### What the task requires
Output a character-exact copy of the data, images removed.

### Records provided
####

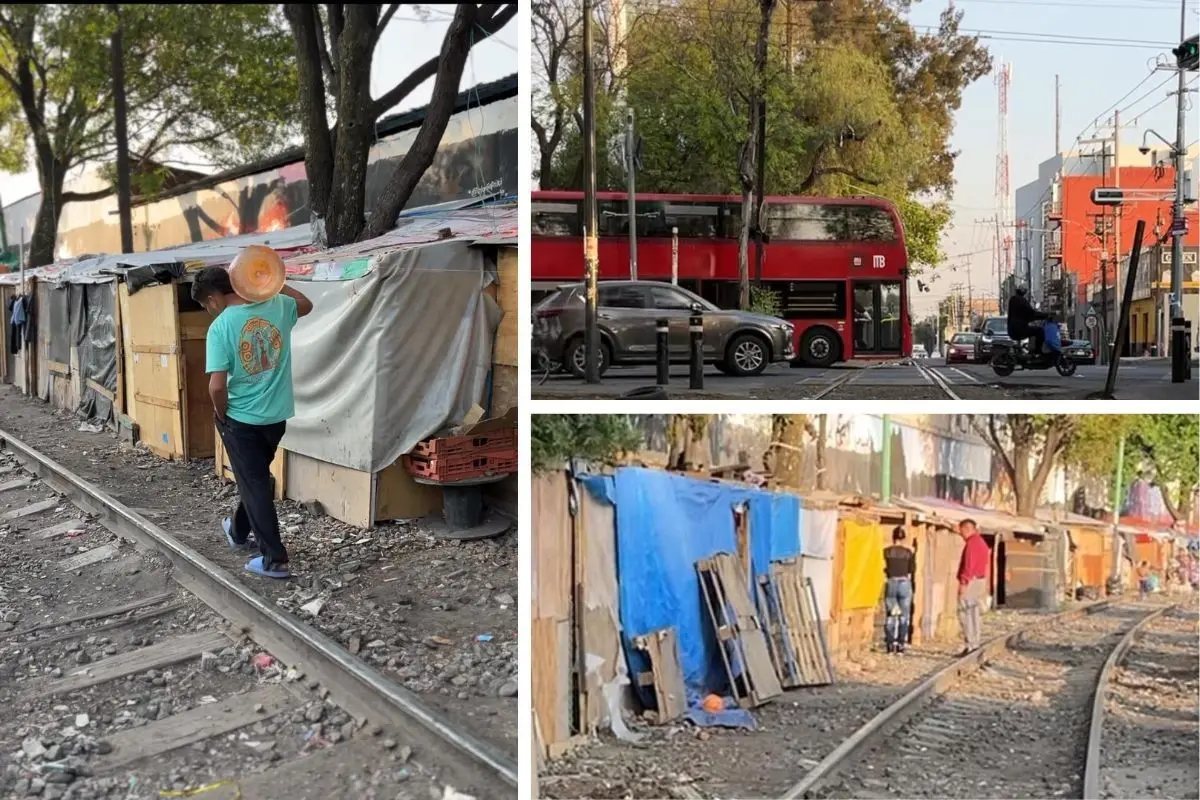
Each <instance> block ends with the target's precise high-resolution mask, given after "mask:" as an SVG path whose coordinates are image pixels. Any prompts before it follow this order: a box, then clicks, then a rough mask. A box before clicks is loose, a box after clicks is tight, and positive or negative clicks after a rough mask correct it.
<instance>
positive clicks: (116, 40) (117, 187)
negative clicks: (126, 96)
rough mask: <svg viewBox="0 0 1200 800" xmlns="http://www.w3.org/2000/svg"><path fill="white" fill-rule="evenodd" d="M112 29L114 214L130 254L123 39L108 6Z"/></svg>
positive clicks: (117, 18)
mask: <svg viewBox="0 0 1200 800" xmlns="http://www.w3.org/2000/svg"><path fill="white" fill-rule="evenodd" d="M108 10H109V11H112V12H113V17H114V18H115V20H116V28H115V29H113V38H112V40H110V48H112V58H113V127H114V128H115V131H114V133H115V137H114V138H115V139H116V213H118V217H119V219H120V227H121V252H122V253H132V252H133V218H132V215H133V211H132V207H131V206H132V198H131V197H130V193H131V190H130V137H128V131H127V130H126V124H125V36H124V30H122V24H121V6H120V5H119V4H116V2H110V4H108Z"/></svg>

####

### Solution to this task
Each <instance> block ends with the target's precise high-resolution mask, given after "mask:" as an SVG path whose coordinates are image pixels. Any prompts before it follow this order: a box, then clicks, then a rough mask. A box before clicks is loose, a box after clicks is tight, and positive or negative clicks after a rough mask correct it.
<instance>
positive clicks: (116, 40) (117, 187)
negative clicks: (126, 96)
rough mask: <svg viewBox="0 0 1200 800" xmlns="http://www.w3.org/2000/svg"><path fill="white" fill-rule="evenodd" d="M112 29L114 214L130 254L123 39L108 6Z"/></svg>
positive clicks: (117, 18)
mask: <svg viewBox="0 0 1200 800" xmlns="http://www.w3.org/2000/svg"><path fill="white" fill-rule="evenodd" d="M108 10H109V11H112V12H113V17H114V18H115V20H116V28H115V29H113V38H112V40H110V48H112V58H113V127H114V128H115V131H114V133H115V137H114V138H115V139H116V213H118V217H119V219H120V227H121V252H122V253H132V252H133V218H132V215H133V211H132V207H131V206H132V198H131V197H130V193H131V190H130V137H128V131H127V130H126V124H125V36H124V30H122V24H121V6H120V5H119V4H116V2H110V4H108Z"/></svg>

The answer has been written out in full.